Prompt: Leaving out the pictures, restate each record below word for word.

[Items from a dataset]
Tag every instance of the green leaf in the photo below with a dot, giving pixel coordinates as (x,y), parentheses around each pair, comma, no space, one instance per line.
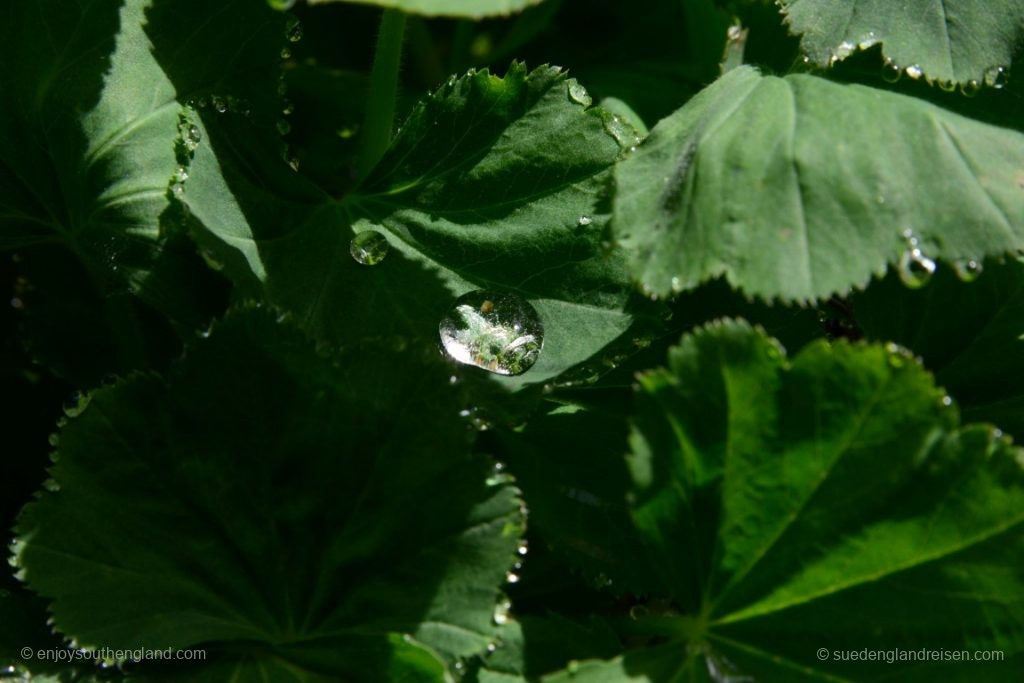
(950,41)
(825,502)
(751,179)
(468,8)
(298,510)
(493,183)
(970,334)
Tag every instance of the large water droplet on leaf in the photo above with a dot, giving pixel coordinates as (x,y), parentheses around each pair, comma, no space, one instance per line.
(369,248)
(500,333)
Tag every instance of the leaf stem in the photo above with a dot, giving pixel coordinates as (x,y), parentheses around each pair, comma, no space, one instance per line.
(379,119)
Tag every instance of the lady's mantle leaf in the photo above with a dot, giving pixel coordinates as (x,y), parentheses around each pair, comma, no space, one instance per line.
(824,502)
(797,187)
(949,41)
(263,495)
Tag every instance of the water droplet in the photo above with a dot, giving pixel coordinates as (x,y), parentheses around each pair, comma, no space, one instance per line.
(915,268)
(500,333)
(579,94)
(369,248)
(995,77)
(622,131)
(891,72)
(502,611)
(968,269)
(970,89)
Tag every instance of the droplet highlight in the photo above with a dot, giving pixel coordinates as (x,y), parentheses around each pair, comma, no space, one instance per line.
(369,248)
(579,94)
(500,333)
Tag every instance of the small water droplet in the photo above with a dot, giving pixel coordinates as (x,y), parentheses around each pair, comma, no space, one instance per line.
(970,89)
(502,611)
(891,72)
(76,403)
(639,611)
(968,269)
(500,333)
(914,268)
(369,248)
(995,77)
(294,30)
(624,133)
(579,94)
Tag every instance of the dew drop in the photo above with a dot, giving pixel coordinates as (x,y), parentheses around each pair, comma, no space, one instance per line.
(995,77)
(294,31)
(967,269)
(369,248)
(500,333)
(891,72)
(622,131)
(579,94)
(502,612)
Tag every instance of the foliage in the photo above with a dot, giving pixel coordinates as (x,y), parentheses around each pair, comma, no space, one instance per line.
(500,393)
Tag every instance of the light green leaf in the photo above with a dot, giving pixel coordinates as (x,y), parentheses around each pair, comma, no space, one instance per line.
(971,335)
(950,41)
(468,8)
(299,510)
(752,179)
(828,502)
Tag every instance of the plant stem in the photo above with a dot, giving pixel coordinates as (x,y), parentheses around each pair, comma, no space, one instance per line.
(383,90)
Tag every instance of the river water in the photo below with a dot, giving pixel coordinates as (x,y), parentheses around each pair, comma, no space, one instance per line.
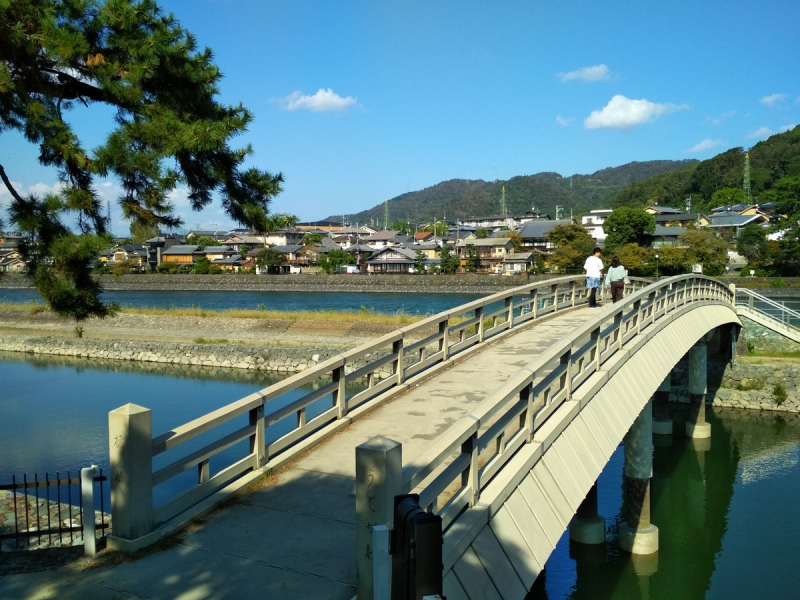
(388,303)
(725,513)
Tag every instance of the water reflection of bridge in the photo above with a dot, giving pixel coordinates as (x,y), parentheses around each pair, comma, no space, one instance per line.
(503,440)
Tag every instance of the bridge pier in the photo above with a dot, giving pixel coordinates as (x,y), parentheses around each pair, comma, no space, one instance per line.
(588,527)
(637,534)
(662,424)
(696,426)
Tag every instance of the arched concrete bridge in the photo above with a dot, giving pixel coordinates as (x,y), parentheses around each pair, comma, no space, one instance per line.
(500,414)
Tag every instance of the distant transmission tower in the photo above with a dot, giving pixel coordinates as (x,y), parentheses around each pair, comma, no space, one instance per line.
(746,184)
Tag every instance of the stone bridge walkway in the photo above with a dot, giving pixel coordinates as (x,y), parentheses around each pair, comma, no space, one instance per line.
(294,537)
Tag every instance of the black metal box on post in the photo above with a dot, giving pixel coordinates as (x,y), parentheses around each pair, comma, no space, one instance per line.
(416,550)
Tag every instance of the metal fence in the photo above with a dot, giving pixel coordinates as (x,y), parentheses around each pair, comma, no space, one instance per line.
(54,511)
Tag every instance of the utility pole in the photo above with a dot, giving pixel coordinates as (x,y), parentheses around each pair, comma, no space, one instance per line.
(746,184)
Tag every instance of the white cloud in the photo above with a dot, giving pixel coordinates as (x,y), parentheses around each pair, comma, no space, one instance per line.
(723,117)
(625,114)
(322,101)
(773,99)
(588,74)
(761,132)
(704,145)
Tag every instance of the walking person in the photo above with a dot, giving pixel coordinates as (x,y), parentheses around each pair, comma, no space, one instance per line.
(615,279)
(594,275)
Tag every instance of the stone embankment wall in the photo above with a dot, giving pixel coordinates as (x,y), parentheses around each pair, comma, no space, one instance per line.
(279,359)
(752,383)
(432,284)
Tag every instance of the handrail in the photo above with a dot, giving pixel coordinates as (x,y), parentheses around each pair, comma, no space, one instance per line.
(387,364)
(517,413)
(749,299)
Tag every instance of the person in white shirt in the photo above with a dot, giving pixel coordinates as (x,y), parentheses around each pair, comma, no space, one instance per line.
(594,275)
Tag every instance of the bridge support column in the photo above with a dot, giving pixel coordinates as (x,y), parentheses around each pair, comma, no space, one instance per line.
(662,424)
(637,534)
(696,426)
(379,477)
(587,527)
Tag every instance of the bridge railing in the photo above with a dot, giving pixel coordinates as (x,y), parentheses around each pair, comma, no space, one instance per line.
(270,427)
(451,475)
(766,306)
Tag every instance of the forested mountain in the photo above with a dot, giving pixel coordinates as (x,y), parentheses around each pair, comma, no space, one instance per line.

Answer to this exercise:
Tag every instance of the green leaf in the photo below with a dot, giving pixel coordinates as (x,y), parentheses around each pair, comma, no space, one instance per line.
(950,41)
(825,502)
(751,179)
(468,8)
(298,510)
(493,183)
(970,334)
Tag every instance of the large water droplet on leaf in the photo above with a dot, giving pixel coordinates as (x,y), parentheses around each pair, comma, no space, one instance per line.
(369,248)
(500,333)
Tag every instance of the leaf stem in the photo above with a dot, giving pixel coordinates as (x,y), parentheses around each pair, comma, no space, one instance per line.
(379,119)
Tag every instance of the lady's mantle leaf in the photo above with a dot, giving pixel coordinates as (x,y), parentheses around each pair, comma, no space, one instance per line.
(824,502)
(797,187)
(949,41)
(263,495)
Tag every instance of the water droplet in the photo above with a dot, giving pixel coordinates as (x,y), parentheses around each pair, comma, no space, one instance per line.
(915,268)
(500,333)
(579,94)
(369,248)
(995,77)
(622,131)
(891,72)
(502,611)
(968,269)
(970,89)
Tag every instance of the droplet highlight in the photo above with a dot, giving pixel coordinates as (x,y), parentheses around each pair, comma, no space, one instance per line.
(369,248)
(579,94)
(500,333)
Tag every instance of the small water droplet in the photo above with a dot, giving pixel coordinates as (x,y), parentheses around each pair, comma, no space, one instance per line.
(970,89)
(502,611)
(891,72)
(76,403)
(639,611)
(968,269)
(500,333)
(914,268)
(369,248)
(995,77)
(294,30)
(624,133)
(579,94)
Tag every instance of the dew drop in the photo above with a dot, giving pixel coordinates as (x,y), parentheses around each pair, comma, no space, one instance per line.
(995,77)
(294,31)
(967,269)
(369,248)
(500,333)
(891,72)
(622,131)
(579,94)
(502,612)
Tag every instance of the foliage in the photo above with a dot, giving pixel coordinates as (x,y), parentheses around each pair, comma, no space, one instance per line.
(500,393)
Tag every instance of the light green leaf in the photo above with a dot, giving pixel coordinates as (x,y), parentheses around each pair, comma, no space, one instance per line.
(971,335)
(950,41)
(468,8)
(299,510)
(752,179)
(828,502)
Tag every instance of the plant stem in the photo above with a dot, giving pixel coordinates as (x,y), parentheses around each pair, comma, no space, one instance per line.
(383,90)
Tag every instance of the river water in the photo below with a dot, giving pixel coordinates as (x,y), parentheses around each pair, comma, no space, one instance per line.
(388,303)
(725,513)
Tag every instance of the water reflection of bridge in the photo above with a dot, giving pixel coordinates as (x,y), parentheses around each pair, comma, no space, one instance per line.
(503,440)
Tag every instance of the bridge pier in the photo above with a dot, giving pixel coordinates as (x,y), parentheses around each pair, comma, no space, one instance per line.
(588,527)
(637,534)
(662,424)
(696,426)
Tag every instance of the arched concrete bridge in the photo above with a dot, giving pixel coordinates as (x,y), parentheses around each pair, comma, no space, one instance per line.
(500,414)
Tag every instance of the distant transmission tower in the photo above with a dot, giving pixel coordinates as (x,y), parentheses around each pair, comma, no space, one instance per line.
(746,184)
Tag every instance of the stone bridge walkway in the photo above with a dot, giving pixel coordinates as (x,y), parentheses around each pair, comma, no space, one instance per line.
(294,537)
Tag every instance of the black metal box on post in the photo above with a dot, giving pixel coordinates as (x,y), parentheses around each pair, comma, no space, one instance per line.
(416,550)
Tag every instance of the metal fence in the photo above with a dot, giving pixel coordinates as (x,y), parentheses around each pair, comma, no space, one instance per line.
(54,511)
Tag every instance of the utility pole in the photo above with a dot, giving pixel coordinates as (x,y), parentheses around each pair, comma, no space, one instance per line.
(746,184)
Tag every instance of the white cloud in the photo above with a dot, giving pixel coordinates as (x,y), parentheses around each pair, comma, no space, one instance per line.
(723,117)
(625,114)
(322,101)
(773,99)
(588,74)
(761,132)
(704,145)
Tag every instance of the walking person in the photo above with a dot, giving pixel coordinates as (x,y), parentheses around each pair, comma, no space, one instance per line.
(615,279)
(594,275)
Tag every instance of the stone embankment wall in the photo above with a dot, giving pixel coordinates as (x,y), parentheses around each pair, comma, no space, one instance per line.
(279,359)
(752,383)
(432,284)
Tag every instance of the handrail in the photo above with a dot, giving pixel coordinates as (x,y), parentheses around each pair, comma, no space, one instance per line.
(387,364)
(517,413)
(749,299)
Tag every instance of the person in white shirt in the photo above with a dot, giving pixel coordinates as (x,y), parentheses around each pair, comma, no space, one instance per line.
(594,275)
Tag every instance of the bridge support column in the photo above with a dot, giving pixel coordinates as (x,y), parentheses around each pair, comma, no space, one instance per line.
(662,424)
(637,534)
(696,426)
(379,477)
(587,527)
Tag every instance of the bridge railing in the photo above with a dot, giving pixel coordinates as (x,y), parentheses around each pair, comma, no space, one instance per line.
(270,427)
(451,475)
(766,306)
Tag every instance of the forested mountain in the photo above with a dot, giving pixel coordinates as (x,y), parentheses around each pair, comma, no space, one instance per line.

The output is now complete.